### Aim of the exercise:
Convert the data below into a numbered list, one item per line and with blank lines omitted, covering only everything from the line containing "Q: Point out the green flower" down to the line containing "x=658 y=436", both ends included.

### Record extracts:
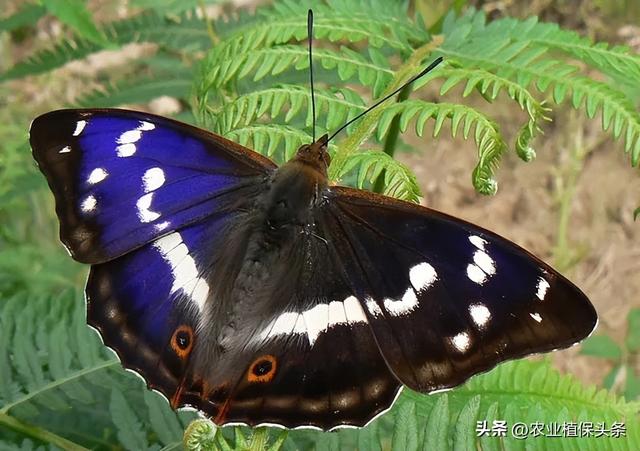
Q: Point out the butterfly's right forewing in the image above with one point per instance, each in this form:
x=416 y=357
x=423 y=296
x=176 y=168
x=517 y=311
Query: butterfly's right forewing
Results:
x=447 y=299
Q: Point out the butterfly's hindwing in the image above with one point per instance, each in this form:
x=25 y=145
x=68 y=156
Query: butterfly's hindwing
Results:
x=122 y=178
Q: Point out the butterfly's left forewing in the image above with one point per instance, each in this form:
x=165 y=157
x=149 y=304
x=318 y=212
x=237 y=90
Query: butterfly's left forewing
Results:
x=123 y=178
x=446 y=299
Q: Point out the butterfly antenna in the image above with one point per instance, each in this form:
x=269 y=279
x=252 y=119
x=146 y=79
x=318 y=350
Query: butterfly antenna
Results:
x=428 y=69
x=313 y=94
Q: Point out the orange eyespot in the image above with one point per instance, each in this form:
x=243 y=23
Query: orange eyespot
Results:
x=263 y=369
x=182 y=341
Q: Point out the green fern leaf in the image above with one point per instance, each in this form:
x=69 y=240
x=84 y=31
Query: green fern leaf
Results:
x=399 y=181
x=75 y=14
x=405 y=434
x=486 y=133
x=130 y=431
x=246 y=109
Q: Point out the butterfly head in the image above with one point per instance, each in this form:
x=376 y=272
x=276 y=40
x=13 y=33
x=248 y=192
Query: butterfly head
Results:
x=315 y=155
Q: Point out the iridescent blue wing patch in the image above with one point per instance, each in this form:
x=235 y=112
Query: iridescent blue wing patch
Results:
x=122 y=179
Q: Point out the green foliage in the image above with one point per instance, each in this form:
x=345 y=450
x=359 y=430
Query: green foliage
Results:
x=515 y=392
x=251 y=86
x=505 y=56
x=623 y=377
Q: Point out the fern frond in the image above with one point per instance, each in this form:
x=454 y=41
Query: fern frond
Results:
x=513 y=51
x=485 y=132
x=399 y=181
x=342 y=104
x=275 y=60
x=490 y=86
x=52 y=366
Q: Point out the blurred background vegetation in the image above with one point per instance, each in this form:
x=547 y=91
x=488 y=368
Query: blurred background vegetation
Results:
x=573 y=206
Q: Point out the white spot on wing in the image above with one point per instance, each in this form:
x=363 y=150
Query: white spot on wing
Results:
x=97 y=175
x=475 y=274
x=152 y=179
x=398 y=307
x=316 y=321
x=337 y=314
x=461 y=341
x=129 y=137
x=80 y=125
x=422 y=276
x=183 y=268
x=126 y=150
x=543 y=286
x=484 y=262
x=283 y=324
x=354 y=311
x=89 y=204
x=373 y=307
x=146 y=126
x=163 y=225
x=480 y=314
x=145 y=214
x=478 y=242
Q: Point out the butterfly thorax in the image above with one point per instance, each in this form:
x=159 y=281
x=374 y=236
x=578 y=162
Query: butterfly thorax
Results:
x=266 y=239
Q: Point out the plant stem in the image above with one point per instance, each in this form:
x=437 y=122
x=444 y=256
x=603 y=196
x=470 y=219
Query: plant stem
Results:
x=564 y=256
x=39 y=434
x=392 y=139
x=210 y=30
x=368 y=123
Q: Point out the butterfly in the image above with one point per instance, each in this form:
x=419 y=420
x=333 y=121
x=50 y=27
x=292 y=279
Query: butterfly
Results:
x=265 y=295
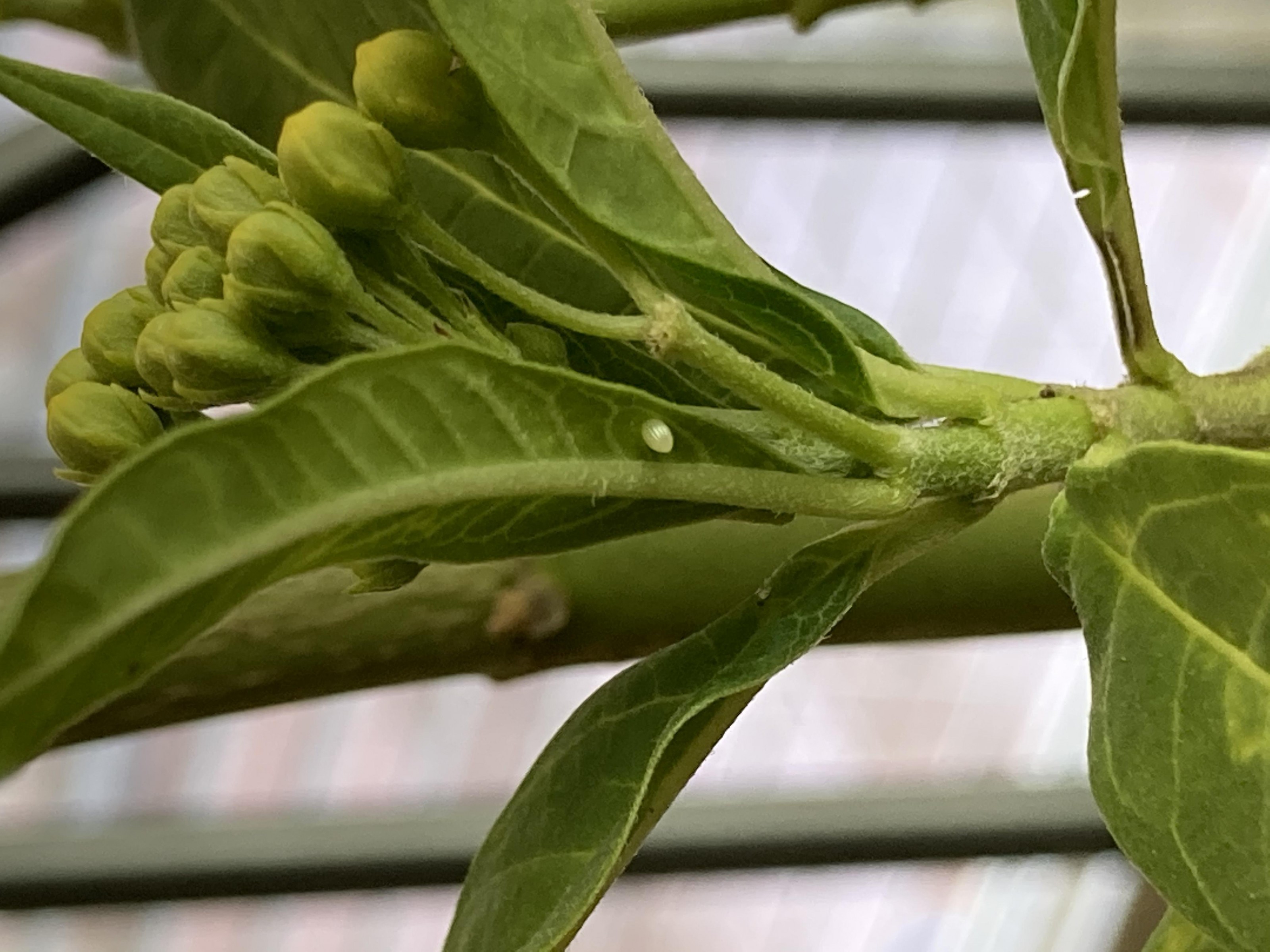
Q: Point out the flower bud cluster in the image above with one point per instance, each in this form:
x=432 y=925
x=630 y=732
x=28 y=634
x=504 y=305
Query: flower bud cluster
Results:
x=246 y=284
x=412 y=83
x=237 y=276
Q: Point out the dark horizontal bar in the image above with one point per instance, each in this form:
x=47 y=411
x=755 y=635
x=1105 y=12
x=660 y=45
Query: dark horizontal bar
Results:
x=752 y=105
x=29 y=489
x=40 y=167
x=186 y=860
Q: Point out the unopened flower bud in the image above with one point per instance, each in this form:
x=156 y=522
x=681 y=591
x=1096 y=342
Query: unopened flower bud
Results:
x=175 y=228
x=158 y=262
x=343 y=169
x=71 y=369
x=197 y=273
x=225 y=195
x=152 y=360
x=411 y=82
x=111 y=333
x=213 y=356
x=283 y=259
x=93 y=426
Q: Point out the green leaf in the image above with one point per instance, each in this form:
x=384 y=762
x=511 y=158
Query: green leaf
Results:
x=558 y=84
x=787 y=324
x=860 y=328
x=254 y=64
x=1074 y=54
x=1166 y=551
x=1176 y=935
x=614 y=768
x=444 y=454
x=594 y=148
x=148 y=136
x=487 y=209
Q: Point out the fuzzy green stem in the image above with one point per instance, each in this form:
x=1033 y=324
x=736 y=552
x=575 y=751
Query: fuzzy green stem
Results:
x=387 y=322
x=676 y=336
x=616 y=327
x=394 y=298
x=418 y=273
x=1028 y=443
x=902 y=393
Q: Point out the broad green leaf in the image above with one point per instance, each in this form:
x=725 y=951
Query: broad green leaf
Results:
x=1166 y=551
x=306 y=636
x=860 y=328
x=1176 y=935
x=291 y=60
x=785 y=324
x=253 y=64
x=481 y=203
x=148 y=136
x=558 y=84
x=1074 y=55
x=618 y=361
x=443 y=454
x=484 y=206
x=615 y=766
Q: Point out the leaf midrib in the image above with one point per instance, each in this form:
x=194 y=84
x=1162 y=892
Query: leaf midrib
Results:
x=1188 y=621
x=690 y=483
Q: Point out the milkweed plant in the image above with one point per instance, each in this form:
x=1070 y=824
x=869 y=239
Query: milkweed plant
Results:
x=514 y=394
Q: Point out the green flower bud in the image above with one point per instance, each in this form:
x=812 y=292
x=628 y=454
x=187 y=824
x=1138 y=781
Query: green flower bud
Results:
x=411 y=82
x=152 y=360
x=111 y=333
x=213 y=356
x=93 y=426
x=73 y=369
x=158 y=262
x=175 y=228
x=284 y=261
x=344 y=169
x=225 y=195
x=197 y=273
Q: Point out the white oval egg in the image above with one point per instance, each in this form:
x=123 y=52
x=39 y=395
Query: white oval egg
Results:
x=658 y=436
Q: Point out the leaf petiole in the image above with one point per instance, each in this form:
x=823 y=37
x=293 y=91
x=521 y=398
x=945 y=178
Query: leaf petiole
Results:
x=676 y=336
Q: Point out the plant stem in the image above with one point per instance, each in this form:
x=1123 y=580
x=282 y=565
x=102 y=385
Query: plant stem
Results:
x=902 y=393
x=989 y=579
x=615 y=327
x=676 y=336
x=385 y=321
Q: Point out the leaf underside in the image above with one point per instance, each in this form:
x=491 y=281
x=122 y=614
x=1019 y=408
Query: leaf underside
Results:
x=1166 y=553
x=619 y=762
x=444 y=454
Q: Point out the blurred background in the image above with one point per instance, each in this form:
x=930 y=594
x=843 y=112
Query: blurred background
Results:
x=892 y=159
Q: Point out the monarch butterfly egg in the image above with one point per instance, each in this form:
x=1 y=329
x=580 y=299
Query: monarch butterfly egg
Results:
x=657 y=436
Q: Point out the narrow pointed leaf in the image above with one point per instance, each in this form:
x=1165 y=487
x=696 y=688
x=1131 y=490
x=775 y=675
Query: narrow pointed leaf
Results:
x=1166 y=553
x=150 y=138
x=444 y=454
x=616 y=765
x=1074 y=51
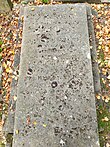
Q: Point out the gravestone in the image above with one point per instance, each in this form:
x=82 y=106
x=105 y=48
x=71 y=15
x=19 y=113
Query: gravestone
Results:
x=5 y=6
x=55 y=99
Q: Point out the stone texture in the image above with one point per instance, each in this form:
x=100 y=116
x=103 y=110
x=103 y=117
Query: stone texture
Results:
x=5 y=6
x=56 y=103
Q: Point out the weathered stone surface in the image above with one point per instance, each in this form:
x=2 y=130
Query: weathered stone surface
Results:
x=5 y=6
x=56 y=104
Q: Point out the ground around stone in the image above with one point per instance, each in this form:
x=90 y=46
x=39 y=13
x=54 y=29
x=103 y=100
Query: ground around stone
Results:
x=101 y=23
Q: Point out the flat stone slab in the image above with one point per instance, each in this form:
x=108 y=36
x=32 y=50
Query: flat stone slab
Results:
x=55 y=101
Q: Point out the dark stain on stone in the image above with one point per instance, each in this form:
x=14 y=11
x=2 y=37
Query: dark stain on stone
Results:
x=54 y=84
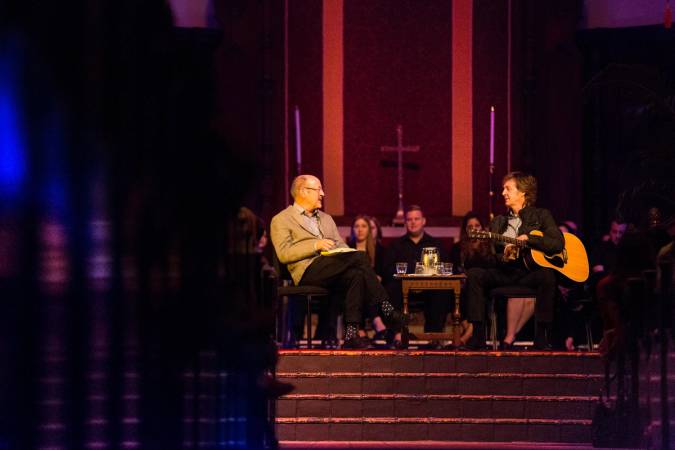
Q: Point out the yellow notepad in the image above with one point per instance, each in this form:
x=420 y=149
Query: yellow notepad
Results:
x=337 y=250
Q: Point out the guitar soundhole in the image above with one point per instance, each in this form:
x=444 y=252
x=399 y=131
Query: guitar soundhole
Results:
x=556 y=261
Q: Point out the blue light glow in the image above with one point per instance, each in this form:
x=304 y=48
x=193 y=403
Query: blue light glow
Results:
x=12 y=150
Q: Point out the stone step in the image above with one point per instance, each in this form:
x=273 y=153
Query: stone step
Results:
x=438 y=361
x=433 y=429
x=436 y=406
x=474 y=383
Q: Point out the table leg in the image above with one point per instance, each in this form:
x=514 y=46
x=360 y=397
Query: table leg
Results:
x=405 y=333
x=456 y=320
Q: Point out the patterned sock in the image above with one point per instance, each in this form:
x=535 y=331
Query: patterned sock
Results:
x=387 y=308
x=351 y=331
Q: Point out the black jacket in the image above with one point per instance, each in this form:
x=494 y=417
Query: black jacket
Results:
x=534 y=219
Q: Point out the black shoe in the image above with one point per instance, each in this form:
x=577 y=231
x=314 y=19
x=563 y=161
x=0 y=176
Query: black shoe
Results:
x=541 y=339
x=273 y=388
x=291 y=344
x=477 y=340
x=357 y=343
x=434 y=345
x=329 y=344
x=397 y=320
x=397 y=344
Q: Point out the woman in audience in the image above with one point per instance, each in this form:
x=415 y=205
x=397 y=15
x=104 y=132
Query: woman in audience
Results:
x=361 y=238
x=376 y=229
x=468 y=253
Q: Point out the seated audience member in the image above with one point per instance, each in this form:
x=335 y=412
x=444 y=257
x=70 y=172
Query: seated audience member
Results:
x=603 y=255
x=363 y=239
x=408 y=249
x=468 y=253
x=376 y=229
x=520 y=194
x=307 y=240
x=634 y=255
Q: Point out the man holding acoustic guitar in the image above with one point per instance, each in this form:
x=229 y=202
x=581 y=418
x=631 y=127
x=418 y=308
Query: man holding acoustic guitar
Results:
x=530 y=249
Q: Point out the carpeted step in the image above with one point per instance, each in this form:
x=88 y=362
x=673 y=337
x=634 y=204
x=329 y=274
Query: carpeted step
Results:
x=434 y=429
x=485 y=383
x=434 y=361
x=438 y=396
x=444 y=405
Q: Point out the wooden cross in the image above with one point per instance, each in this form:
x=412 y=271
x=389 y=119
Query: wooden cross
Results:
x=399 y=219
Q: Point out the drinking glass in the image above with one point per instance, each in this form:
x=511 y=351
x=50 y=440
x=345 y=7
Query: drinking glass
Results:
x=419 y=268
x=401 y=268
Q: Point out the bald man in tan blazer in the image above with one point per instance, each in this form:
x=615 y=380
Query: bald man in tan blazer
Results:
x=301 y=232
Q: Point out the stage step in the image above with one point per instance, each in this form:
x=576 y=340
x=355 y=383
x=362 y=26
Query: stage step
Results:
x=438 y=396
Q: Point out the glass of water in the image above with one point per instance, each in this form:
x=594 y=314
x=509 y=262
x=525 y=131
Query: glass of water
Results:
x=401 y=268
x=419 y=267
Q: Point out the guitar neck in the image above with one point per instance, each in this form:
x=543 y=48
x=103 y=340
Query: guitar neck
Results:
x=506 y=239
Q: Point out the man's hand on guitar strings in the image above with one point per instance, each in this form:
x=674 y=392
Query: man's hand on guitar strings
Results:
x=511 y=253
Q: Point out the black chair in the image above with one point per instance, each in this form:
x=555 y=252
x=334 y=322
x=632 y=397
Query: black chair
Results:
x=286 y=289
x=506 y=293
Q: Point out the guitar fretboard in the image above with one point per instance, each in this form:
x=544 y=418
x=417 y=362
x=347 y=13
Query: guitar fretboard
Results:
x=500 y=238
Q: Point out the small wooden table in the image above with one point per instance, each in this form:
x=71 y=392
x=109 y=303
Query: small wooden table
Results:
x=418 y=283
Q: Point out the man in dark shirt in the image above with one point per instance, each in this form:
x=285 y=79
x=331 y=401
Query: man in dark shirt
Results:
x=603 y=256
x=520 y=195
x=408 y=248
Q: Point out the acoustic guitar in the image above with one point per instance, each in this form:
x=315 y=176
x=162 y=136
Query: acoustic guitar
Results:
x=572 y=261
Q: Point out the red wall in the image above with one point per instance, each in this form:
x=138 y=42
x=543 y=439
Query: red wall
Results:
x=396 y=71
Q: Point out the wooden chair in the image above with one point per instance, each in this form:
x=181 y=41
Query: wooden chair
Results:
x=506 y=293
x=286 y=289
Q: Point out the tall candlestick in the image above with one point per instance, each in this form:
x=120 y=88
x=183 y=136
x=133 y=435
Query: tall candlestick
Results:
x=492 y=135
x=298 y=149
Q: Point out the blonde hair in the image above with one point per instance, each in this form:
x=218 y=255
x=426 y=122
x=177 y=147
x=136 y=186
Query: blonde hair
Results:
x=298 y=183
x=370 y=241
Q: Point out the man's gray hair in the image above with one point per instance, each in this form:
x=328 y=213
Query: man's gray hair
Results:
x=298 y=182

### Problem solution:
1. Q: Point out the green flower bud in the image above with one point per instance, each in this form:
2. x=812 y=292
3. x=628 y=454
4. x=187 y=824
5. x=1138 y=781
6. Query: green flower bud
7. Results:
8. x=411 y=82
9. x=152 y=360
10. x=111 y=333
11. x=213 y=356
12. x=93 y=426
13. x=73 y=369
14. x=158 y=262
15. x=175 y=228
16. x=284 y=261
17. x=344 y=169
18. x=225 y=195
19. x=197 y=273
20. Q: Point out the white oval egg in the image above with one point per instance, each in this form:
21. x=123 y=52
22. x=39 y=395
23. Query: white oval egg
24. Results:
25. x=658 y=436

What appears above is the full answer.